- [DATA IN THIS EXERCISE]:
** BEGIN **

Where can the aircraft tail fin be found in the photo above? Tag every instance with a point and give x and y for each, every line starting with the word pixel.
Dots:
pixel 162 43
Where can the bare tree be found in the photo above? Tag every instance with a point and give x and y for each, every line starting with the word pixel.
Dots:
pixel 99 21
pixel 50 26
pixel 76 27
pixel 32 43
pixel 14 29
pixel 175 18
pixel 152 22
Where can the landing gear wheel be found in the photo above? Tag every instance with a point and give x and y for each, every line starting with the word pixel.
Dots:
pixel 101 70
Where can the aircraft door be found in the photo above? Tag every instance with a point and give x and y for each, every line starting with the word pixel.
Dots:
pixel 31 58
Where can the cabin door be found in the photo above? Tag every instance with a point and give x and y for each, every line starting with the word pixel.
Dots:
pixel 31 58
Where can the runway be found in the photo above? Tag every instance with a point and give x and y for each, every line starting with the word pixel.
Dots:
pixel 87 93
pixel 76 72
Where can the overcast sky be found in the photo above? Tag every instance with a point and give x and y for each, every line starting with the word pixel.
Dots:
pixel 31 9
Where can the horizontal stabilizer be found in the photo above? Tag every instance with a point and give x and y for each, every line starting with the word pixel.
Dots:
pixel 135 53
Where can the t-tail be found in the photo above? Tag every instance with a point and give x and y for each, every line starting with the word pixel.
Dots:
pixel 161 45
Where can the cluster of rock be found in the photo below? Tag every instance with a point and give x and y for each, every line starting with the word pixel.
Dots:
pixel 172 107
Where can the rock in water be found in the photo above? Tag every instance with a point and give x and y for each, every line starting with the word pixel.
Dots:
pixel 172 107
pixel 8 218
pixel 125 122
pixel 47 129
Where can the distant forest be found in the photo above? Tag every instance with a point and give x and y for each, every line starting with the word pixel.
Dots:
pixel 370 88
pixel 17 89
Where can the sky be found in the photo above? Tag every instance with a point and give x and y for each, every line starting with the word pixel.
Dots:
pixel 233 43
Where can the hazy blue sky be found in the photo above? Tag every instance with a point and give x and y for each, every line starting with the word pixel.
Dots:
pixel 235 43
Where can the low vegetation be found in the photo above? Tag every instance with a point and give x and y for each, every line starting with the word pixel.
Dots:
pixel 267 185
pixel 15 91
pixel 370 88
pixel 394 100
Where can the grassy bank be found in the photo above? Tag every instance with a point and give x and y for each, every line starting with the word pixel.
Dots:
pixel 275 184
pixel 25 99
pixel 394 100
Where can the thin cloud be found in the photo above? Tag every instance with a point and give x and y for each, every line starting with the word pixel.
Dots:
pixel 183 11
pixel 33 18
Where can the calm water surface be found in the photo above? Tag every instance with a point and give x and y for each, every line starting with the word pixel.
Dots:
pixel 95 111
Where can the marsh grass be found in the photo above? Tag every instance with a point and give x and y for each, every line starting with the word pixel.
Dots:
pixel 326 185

** END **

Reproduce, without alteration, the lines of the listing above from the line containing "Where can the landing" through the line containing "pixel 161 45", both of those lines included.

Where can the landing gear wheel be found in the photo above? Tag every instance with a point and give x and y for each, every line starting with the word pixel.
Dots:
pixel 101 70
Where can the aircraft door be found in the photo above? Tag every instance with a point and give x and y for each, every line starting with the word pixel.
Dots:
pixel 31 58
Where can the cabin door be found in the photo above? Tag every instance with a point and give x and y for each, every line starting with the word pixel.
Dots:
pixel 31 58
Where can the runway be found in the photo above? Tag every instance with a point and give x and y for each, every line starting with the word pixel.
Dots:
pixel 87 93
pixel 76 72
Where can the overcast sky be found in the photo above? Tag every instance with a point and give x and y for each, every line starting with the word pixel.
Dots:
pixel 31 9
Where can the horizontal stabilizer be found in the photo above? Tag every instance with a point and give x and y for each, every line starting with the word pixel.
Dots:
pixel 135 53
Where can the t-tail be found in the photo above? Tag every instance with a point and give x and y for each, every line starting with the word pixel.
Dots:
pixel 161 45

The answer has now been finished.